## begin Task inputs

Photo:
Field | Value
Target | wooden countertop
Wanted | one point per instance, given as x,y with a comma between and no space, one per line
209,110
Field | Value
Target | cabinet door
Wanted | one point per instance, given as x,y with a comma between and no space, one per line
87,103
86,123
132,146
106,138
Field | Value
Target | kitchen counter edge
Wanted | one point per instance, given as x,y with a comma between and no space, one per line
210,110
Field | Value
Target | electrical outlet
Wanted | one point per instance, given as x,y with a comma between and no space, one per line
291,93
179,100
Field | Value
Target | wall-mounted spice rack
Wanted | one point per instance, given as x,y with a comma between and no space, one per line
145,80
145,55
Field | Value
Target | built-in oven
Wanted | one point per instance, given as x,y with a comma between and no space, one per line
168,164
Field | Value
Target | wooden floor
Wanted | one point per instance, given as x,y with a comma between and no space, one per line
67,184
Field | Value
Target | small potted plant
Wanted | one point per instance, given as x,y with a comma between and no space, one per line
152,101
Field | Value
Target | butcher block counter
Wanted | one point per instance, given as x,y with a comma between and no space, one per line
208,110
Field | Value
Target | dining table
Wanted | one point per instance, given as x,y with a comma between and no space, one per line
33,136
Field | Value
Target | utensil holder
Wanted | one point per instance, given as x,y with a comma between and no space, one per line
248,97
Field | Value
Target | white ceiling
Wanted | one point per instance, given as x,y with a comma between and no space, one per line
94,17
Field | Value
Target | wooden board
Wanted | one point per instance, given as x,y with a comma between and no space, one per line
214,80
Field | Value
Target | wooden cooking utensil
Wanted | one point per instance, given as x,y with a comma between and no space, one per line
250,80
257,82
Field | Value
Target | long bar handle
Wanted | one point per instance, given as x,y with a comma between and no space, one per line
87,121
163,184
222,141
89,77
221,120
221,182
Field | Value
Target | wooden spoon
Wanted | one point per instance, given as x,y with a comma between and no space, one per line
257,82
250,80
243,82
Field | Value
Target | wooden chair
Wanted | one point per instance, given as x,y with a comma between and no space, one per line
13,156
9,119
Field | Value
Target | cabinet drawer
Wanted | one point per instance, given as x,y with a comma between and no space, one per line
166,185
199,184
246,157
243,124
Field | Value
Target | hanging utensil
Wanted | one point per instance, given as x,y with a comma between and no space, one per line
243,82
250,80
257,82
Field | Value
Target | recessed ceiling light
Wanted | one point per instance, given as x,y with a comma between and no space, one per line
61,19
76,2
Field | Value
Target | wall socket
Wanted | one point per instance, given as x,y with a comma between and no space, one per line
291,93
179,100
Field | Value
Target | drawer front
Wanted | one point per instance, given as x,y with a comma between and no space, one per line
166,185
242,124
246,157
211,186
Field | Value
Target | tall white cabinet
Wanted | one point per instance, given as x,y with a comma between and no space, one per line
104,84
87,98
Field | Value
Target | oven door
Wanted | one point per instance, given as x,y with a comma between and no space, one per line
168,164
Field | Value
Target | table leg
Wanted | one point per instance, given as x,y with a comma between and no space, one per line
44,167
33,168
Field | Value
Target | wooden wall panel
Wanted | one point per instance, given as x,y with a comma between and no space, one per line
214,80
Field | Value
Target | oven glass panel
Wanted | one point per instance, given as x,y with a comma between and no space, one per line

## end Task inputs

> [Problem to work on]:
Transcribe each entry precisely, missing none.

> [Answer in full]:
Photo:
Field | Value
Target | wooden countertop
Wanted | one point per instance, given as x,y with a comma between and no space, one per line
209,110
Field | Value
Target | cabinet door
Wanted | one point per instance, given as x,y with a comma between and no space, one per line
87,103
86,123
132,146
106,138
Field | Value
Target | kitchen counter edge
Wanted | one point per instance, given as x,y with a comma between and no space, one per line
210,110
Field | Value
Target | electrical outlet
Wanted | one point per instance, given as x,y with a comma between and no space, one per line
291,93
179,100
Field | Value
Target | wall-mounted spice rack
Wanted | one point per instance, given as x,y with a comma between and no space, one per line
145,80
145,55
Field | Value
Target | built-in oven
Wanted | one point per instance, given as x,y with a comma between and no space, one per line
168,164
Field | Value
Target | wooden floor
Wanted | one point per instance, given as x,y with a comma between and no space, one per line
67,184
Field | Value
Target | small potted plant
Wanted | one point per instance, given as x,y with a comma between and no space, one per line
152,101
Field | Value
Target | butcher block counter
Wanted | one point per instance, given as x,y with a comma between and no space, one per line
208,110
Field | Value
Target | dining table
Wanted | one point per instance, given as x,y with a comma between and no space, one per line
33,136
Field | Value
Target | utensil holder
Wanted | one point per instance, given as x,y with a comma between and no space, one per line
248,97
Field | Value
Target | white ceiling
Wanted | one point per instance, given as x,y with a comma between and no space, one per line
94,17
Field | Value
Target | wooden board
Wanted | one point per instance, given as x,y with a comma between and no space, one per line
214,80
Field | Value
Target | wooden cooking utensil
Wanted | one point per instance, given as x,y with a comma between and no space, one per line
250,80
257,82
Field | Value
Target | long bar handle
Wanted | one point per instance, given as x,y with a comma between and no space, one per line
87,121
163,184
222,141
89,77
221,120
221,182
Field | Value
Target | wooden spoon
Wanted | one point per instance, given as x,y with a comma between and no space, one per line
257,82
250,80
243,82
Field | Value
Target | wooden chair
Wanted | one point per instance, given as x,y with a comma between and no space, one per line
13,156
9,119
Field | Value
Target | cabinet drawer
Wanted | one point per instance, given as x,y with a comma between and no space, one per line
166,185
199,184
246,157
243,124
Field | Value
Target | hanging utensil
Wanted | one point per instance, given as x,y with a comma between and no space, one per line
243,82
250,80
257,82
Field | Value
Target | recessed ceiling light
Wanted | one point per instance, given as x,y with a comma between and no space, one per line
61,19
76,2
Field | Value
Target | wall socket
Wanted | one point per instance, given as x,y with a comma between and no space, one per line
291,93
179,100
Field | Value
Target | drawer front
Wanted | one point per instance, given as x,y with a comma between and no space, one per line
166,185
242,124
246,157
211,186
Field | Value
Target | tall white cabinet
Wanted | one point per instance, given as x,y with a comma between and no space, one per line
104,84
87,98
Field | Value
Target | oven door
Wanted | one point per instance, given as x,y with a comma between and no space, one per line
168,164
Field | Value
Target | table leg
Wanted | one point per instance, given as x,y with a comma between and no space, one per line
44,167
33,168
Field | Value
Target | wooden wall panel
Wanted | one point per instance, given as x,y with a comma between and no space, one per line
214,80
Field | Value
Target | oven glass panel
Wanted | one point per instance, given as x,y with a comma between and no space, one per line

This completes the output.